— ABOUT THIS EXERCISE —
What is needed is an exact repeat of the lines from the line containing "reads [[638, 95]]." through the final line of the entries below, and nothing else.

— MATERIALS PROVIDED —
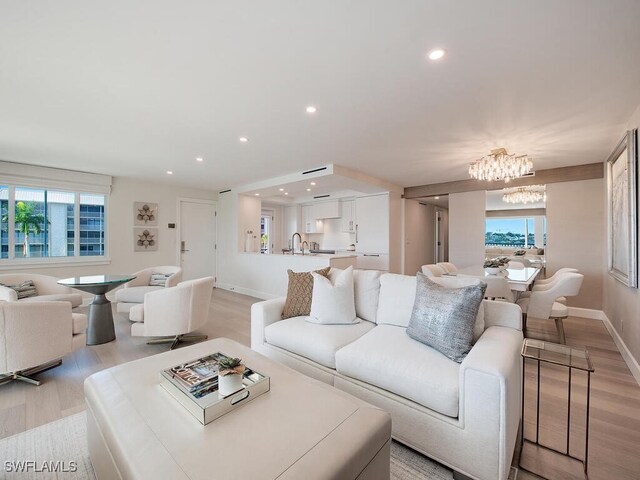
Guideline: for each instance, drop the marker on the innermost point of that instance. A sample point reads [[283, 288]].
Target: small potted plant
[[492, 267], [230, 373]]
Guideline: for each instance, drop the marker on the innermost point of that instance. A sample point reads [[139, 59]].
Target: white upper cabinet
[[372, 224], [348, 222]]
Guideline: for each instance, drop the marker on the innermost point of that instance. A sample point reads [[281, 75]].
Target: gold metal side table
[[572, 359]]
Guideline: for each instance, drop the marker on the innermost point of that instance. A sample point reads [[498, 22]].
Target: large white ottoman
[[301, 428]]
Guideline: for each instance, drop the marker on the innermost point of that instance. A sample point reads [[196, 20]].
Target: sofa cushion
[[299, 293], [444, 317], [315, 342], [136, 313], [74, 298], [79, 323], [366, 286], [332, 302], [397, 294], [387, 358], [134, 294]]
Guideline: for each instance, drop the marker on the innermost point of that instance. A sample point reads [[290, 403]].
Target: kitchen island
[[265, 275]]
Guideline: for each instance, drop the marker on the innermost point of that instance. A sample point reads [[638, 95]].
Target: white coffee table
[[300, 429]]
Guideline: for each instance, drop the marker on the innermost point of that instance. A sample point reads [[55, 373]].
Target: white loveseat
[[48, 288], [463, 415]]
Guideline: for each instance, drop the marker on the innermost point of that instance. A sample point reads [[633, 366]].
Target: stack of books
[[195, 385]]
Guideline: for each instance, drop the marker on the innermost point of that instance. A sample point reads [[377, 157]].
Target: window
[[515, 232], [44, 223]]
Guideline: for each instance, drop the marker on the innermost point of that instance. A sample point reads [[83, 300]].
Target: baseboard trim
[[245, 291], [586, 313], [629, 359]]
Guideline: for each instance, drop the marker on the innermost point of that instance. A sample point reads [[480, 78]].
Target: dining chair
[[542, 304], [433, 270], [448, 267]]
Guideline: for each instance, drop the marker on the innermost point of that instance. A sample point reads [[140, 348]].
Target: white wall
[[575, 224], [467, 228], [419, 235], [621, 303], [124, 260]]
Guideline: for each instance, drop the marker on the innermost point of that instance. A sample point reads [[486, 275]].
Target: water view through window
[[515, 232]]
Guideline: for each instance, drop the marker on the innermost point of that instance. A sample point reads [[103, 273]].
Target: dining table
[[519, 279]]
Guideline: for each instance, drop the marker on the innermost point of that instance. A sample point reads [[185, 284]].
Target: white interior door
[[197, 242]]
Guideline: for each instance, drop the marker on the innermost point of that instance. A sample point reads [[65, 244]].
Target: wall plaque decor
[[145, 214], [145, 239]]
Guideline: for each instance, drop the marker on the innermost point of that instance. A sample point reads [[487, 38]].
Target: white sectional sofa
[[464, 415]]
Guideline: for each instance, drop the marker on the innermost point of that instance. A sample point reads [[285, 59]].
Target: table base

— ANSWER SPACE —
Guideline: for each instance, drop the marker on the innermost point of that instance. A sample point reads [[638, 95]].
Target: white coffee table
[[300, 429]]
Guideline: for each instance, drop the marker on the innermost point of that instance. A sample point reads [[55, 373]].
Target: white loveseat
[[48, 288], [463, 415]]
Guideline: for each instance, drop the marker on the innermost point of that instance. A sample point reads [[633, 366]].
Target: stack of books
[[195, 385]]
Guideline: for each instance, drop the marker on the innermost point of that instance. A sample point reads [[377, 157]].
Target: window
[[515, 232], [44, 223]]
Guideline: for each instance, drop the marker on the innermost point of that instance. A sample point reads [[83, 300]].
Target: baseboard trim
[[245, 291], [586, 313], [629, 359]]
Guideline: for each instance, drop the marker on the innermost point of that instance. A sample point reads [[480, 78]].
Target: dining chair
[[542, 304], [433, 270], [448, 267]]
Guideline: for each instance, drop the marker on the innermost point of that instance. A sample point reads [[140, 348]].
Target: white wall
[[575, 224], [467, 228], [419, 235], [621, 303], [124, 260]]
Guideline: for each instance, drop the marker on the innermost point of that instance. A sample point reads [[486, 275]].
Target: water view through window
[[515, 232]]
Guideline: for each instance, drop the marker on the innermost point of that instance. A sample point reads [[103, 273]].
Target: dining table
[[519, 279]]
Guideline: for each instance, drop the marker on the innermost point of that instance. A sample point reads [[185, 284]].
Target: white interior door
[[197, 242]]
Guideline: for each instance, drop the marker on the innermost point of that instance. A sample point reads [[65, 244]].
Target: wall plaque decor
[[145, 214], [145, 239]]
Guideline: for each instance, drop the marker on the innermost point of that instance. A sample point reads [[487, 38]].
Target: white sectional sofa
[[464, 415]]
Guideline: for each instance, drop the marker on the innermost point of that instance. A sample point reads [[285, 59]].
Target: table base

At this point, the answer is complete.